#### What is asked:
#1 Decide whether each statement below agrees with the passage on the virtual terminal and adaptation units. Answer yes or no for each, quoting the words of the passage that settle it: (a) The virtual terminal chooses the window dimensions. (b) Data elements outside the window boundaries are clipped. (c) The instance workspace is the coordinate space where the virtual terminal and the adaptation unit rendezvous.
#2 In the passage on the virtual terminal and adaptation units, which section is cited for a discussion of how the instance workspace is mapped onto the device workspace?
#3 Proceed with the passage on the virtual terminal and adaptation units, picking up after its final sentence.

#### Selected passage:
All adaptation units communicate with the virtual terminal
"relative" to their own instance workspace. As far as the virtual
terminal is concerned, each instance workspace defines a "real"
terminal, although in fact it is just an intermediate representation
of the real device. In essence, the instance workspace is the
coordinate space where both virtual terminal and adaptation unit
rendezvous. (See section 2.3 for a discussion of how this instance
workspace is mapped onto the device workspace).
The window dimensions are the exclusive choice of the adaptation
unit that owns it. With these dimensions the adaptation unit
specifies to the virtual terminal how much of the master is to be
viewed; data elements not contained within the boundaries of the
window are clipped. Varying the dimension of the window results in
corresponding changes on the amount of the master that is viewed.

#### Provided material:
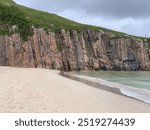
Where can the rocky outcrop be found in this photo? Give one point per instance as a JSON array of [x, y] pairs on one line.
[[85, 50]]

#### Per-task answers:
#1
(a) No: "The window dimensions are the exclusive choice of the adaptation unit that owns it."
(b) Yes: "data elements not contained within the boundaries of the window are clipped."
(c) Yes: "the instance workspace is the coordinate space where both virtual terminal and adaptation unit rendezvous."

#2 Section 2.3.

#3
In contrast, the position of the window on the master might not
be under direct control of the adaptation unit. To understand the
dynamics of a window, we introduce the notion of a master cursor and
an instance cursor. The master cursor is a read/write pointer, which
is a part of the virtual display architecture. In turn, the instance
cursor is a pointer owned by the adaptation unit, which is a part of
the state information maintained by the virtual display. Normally,
both master and instance cursors are bound together so that motion of
one cursor translates into an equivalent motion of the other. As
long as the adaptation unit does not explicitly unbind its instance
cursor from the master cursor, the active region of the master (i.e.,
the position where the master cursor lies) is guaranteed to be always
within the instance space, and thus viewable. This means that
certain operations on the virtual display will implicitly relocate
the window of an adaptation unit within the bounds of the master
workspace to insure the tracking of the master cursor. (The actual
algorithm which enforces this tracking rule, called the viewing
algorithm, has not been included here.) This window relocation is
16
viewed at the real terminal as either vertical or horizontal
scrolling.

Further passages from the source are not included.